■ What to work on:
Pick up the forum thread about high cylinder head temperatures on an O-360 engine right after its final line, and keep writing it in the same style.

■ Document:
■ ■ ■ ■ ■

High O-360 CHT's

By reaching out on this Piper forum, I am hoping someone will have some information on an issue I am having with my 1973 Piper Challenger O-360 engine. I have about 900 hours on a remanufactured engine. I also recently installed a JPI EDM 830 engine monitor which is great by the way, but I recently have been experiencing some high CHT's on cylinders #1 & #4. I would like to keep my CHT's under 400 but actually these cylinders are not. They run 30-50 degree hotter than the rest & even hit 450 (Red Alert) at different times. Below are my scenarios: Cylinder #1: This cylinder will run hotter in cruise for some reason after I have leaned ROP, (around 9.5 GPH), using the EDM 830. It runs hotter continuously 30-50 degrees until I enrichen the mixture to around 10.5 - 11.0 GPH. Cylinder #4: #4 runs hotter at take-off 30-50 degrees even up to the Red Alert of 450. I think it got up to 454 degrees before I was able to lower the nose to increase airspeed during the climb to cool it off below the Alert Speed of 450. Here is a link to Savvy Aviation showing 62 of my flights & most recently the one I want to draw attention to is 10/15/22, Perryville, MO (K02), to Salem, MO (K33), that shows this phenomenon of high CHT's. 

https://apps.savvyaviation.com/my-flights/40374/dc65cf86-c7d7-4974-a8ef-004818b50480 

Here is more detail of the issue I was experiencing on this particular flight.  During my recent trip to our Missouri farm, here is a fuel stop leg I took from Perryville, MO to Salem, MO and as I was taking off with full power & full mixture rich, I then got an EDM 830 alert at about 2000 feet that my cylinder #4 was blinking RED & was over 450 degrees, (454 to be exact), so I immediately lowered the nose & turned back towards the airport thinking I could be having a serious problem. However, once I lowered the nose & pickup'd airspeed, the CHT on #4 started to lower back into a more normal range so I decided to continue my trip which ended up as a non-event. Then on the other 2 legs back to Ohio, I noticed the same thing happening, but I lowered the nose, increased airspeed, just before it got to the Red-Line of 450 degrees. So, I am wondering if I have an engine problem especially that now I have 2 cylinders running extra hot! Any idea what I might do, or should I be worried? Thanks in advance for any input. Don

Comments

  • Hi Don,

    thanks for the post, and for showing us your data. Two questions for you, before I give you my guess about what is going on.

    1. Have you determined (by calibration) that your monitor is giving you accurate absolute numbers? Notice on nearly every flight your #1 is sixty degrees hotter than your #2, and maintains this difference, amazingly to within a degree or two, regardless of whether you're at full throttle or somewhere significantly less. That doesn't sound like an engine problem. Just for reference, when I checked the sensor-to-sensor match on my monitor a few years ago it was off something like 65-70 degrees from one to another.
    2. What did Saavy tell you when they reviewed your data?

■ ■ ■ ■ ■

(Object point labels)
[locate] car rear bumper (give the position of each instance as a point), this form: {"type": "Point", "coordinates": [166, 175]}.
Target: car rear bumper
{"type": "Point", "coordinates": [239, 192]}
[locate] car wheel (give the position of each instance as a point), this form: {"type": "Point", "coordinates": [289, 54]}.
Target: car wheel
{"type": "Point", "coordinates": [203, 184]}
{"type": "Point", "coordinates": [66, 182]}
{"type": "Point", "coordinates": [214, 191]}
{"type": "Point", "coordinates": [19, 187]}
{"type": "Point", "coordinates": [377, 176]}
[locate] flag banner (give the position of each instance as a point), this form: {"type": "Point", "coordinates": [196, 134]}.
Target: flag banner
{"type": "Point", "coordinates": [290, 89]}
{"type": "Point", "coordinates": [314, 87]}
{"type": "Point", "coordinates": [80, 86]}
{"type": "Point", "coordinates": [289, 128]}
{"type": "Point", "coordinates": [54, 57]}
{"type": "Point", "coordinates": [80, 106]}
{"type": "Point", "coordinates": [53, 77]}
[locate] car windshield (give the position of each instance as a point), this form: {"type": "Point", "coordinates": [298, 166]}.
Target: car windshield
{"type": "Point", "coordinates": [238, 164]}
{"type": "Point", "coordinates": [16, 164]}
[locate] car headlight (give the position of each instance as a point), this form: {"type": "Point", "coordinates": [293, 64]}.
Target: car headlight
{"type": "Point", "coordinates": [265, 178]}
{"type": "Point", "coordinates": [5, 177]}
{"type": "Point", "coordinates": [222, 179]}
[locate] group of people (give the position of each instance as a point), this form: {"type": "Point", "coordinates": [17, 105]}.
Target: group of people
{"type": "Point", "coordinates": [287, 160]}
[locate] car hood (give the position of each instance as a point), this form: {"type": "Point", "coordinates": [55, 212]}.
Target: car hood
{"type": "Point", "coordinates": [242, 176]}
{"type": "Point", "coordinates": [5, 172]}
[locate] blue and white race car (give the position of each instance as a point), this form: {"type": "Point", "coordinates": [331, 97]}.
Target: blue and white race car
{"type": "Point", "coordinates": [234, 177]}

■ ■ ■ ■ ■

■ Output for this task:
    thanks,

    Bob

  • Hi Bob,

    Thanks for the note, I haven’t heard from Savvy yet. No I haven’t checked on the calibration of the EDM. I assumed it was correct. How do you do that? On a positive note, the engine purrs like a kitten! I do have an annual coming up a little after the 1st of the year. So hoping to get everything checked out then but wanted to see if anyone had any ideas. Thanks again.

  • I would highly recommend at high and low powers leaning back slowly and noting when the EGT's peak on each cylinder. I suspect at least #4 is running lean and there is not much you can do about it if carb. Your can also try and repeat with a bit of carb heat.

    Aft cylinder baffling is almost always an issue as usually the baffle is tight to the cylinder - but if you look there is no air flow possible over a section as the fins are filled in that area. A slight gap with some baffling material can provide flow.

    The other challenge is retrofit systems that keep the primary gauge often use a different type or sensor that can read high or low for that cylinder.

    Reviewing the data:

    Cylinder 4: Highest EGT and CHT on take off power. Suggest it is running lean.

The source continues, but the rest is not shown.